__Passage__.
Content starts
Google's £1bn London HQ Revealed in Architect Images
Interior of Google's £1 billion London headquarters shown off with new set of computer renders from British architect.
Scheduled to open in 2016, the campus is located between Kings Cross and St Pancras railway stations, and will feature an open-air swimming pool, indoor football pitch and a climbing wall.
Announced in January, Google's £650m purchase of the 2.4 acre site was one of the biggest ever commercial property acquisitions in the UK, and the campus is set to be worth £1bn once completed.
Known as Googlers, Google staff can cycle into the building along purpose built paths and into the 20,000 square foot cycle shed - the size of a large house - complete with lockers and showers.
Simon Allford of Allford Hall Monaghan Morris, the London architects building the campus, said: "The idea is that the people who are in the building - not the tenant but the actual staff - need to be attracted to the building. They need to like the community of the building," reports Quartz.
Anyone familiar with Google's other offices around the world will recognise the London building's interior design, complete with brightly coloured fixtures and fittings, extensive use of glass, and the occasional 7ft Android robot.
The 11-storey building will measure 330 meters (1,082 ft) from one end to the other, making it longer than the Shard is tall, and will hold 4,500 staff, more than twice the number of Google employees currently in London.
Kings Cross Central
The building is part of a development called King's Cross Central, which sits on a former fish, coal and grain goods yard to the north of central London and once completed will cover 67 acres with homes, offices and shops.
Content ends
__Information__.
Content starts
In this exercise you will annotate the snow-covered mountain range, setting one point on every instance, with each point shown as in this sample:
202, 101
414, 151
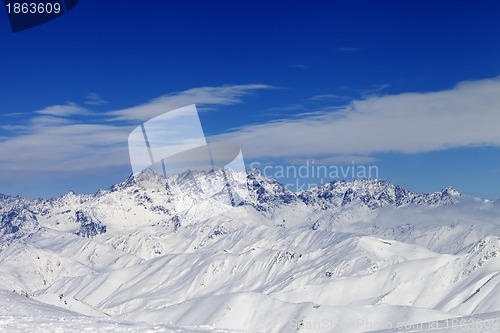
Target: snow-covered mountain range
348, 256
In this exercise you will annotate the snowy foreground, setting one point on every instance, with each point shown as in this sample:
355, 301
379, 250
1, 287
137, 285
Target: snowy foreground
344, 257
Content ends
__What the task requires__. Pick up the article on Google's London headquarters after its last sentence and continue it.

__Result of this exercise__.
The Kings Cross regeneration project is expected to generate around 35,000 jobs and more than 1,900 new homes.
Being located at Kings Cross means the building is close to the Central Saint Martins art school, the Francis Crick Institute biomedical research centre, due to open in 2015, and the British Library. The Guardian newspaper is also based nearby.
Allford said: "The point is if there's 3,500 students, they [Google staff] might form a relationship with Central Saint Martins. You come to a city to meet people who aren't like you, who are different and have different ways of seeing the world....Taking that idea of life into the building and social space and what Google call positive friction, you want people to get to their desk and do work, you want them to get around, but you don't want them to miss each other."
The architect describes the campus as a theatre with its stage and props. "The building is the theatre. It lasts 100 years. The stage set is the auditorium. It lasts 20 years and is a building within the building. The props are the little meeting rooms, the furniture...which ideally you could reconfigure overnight."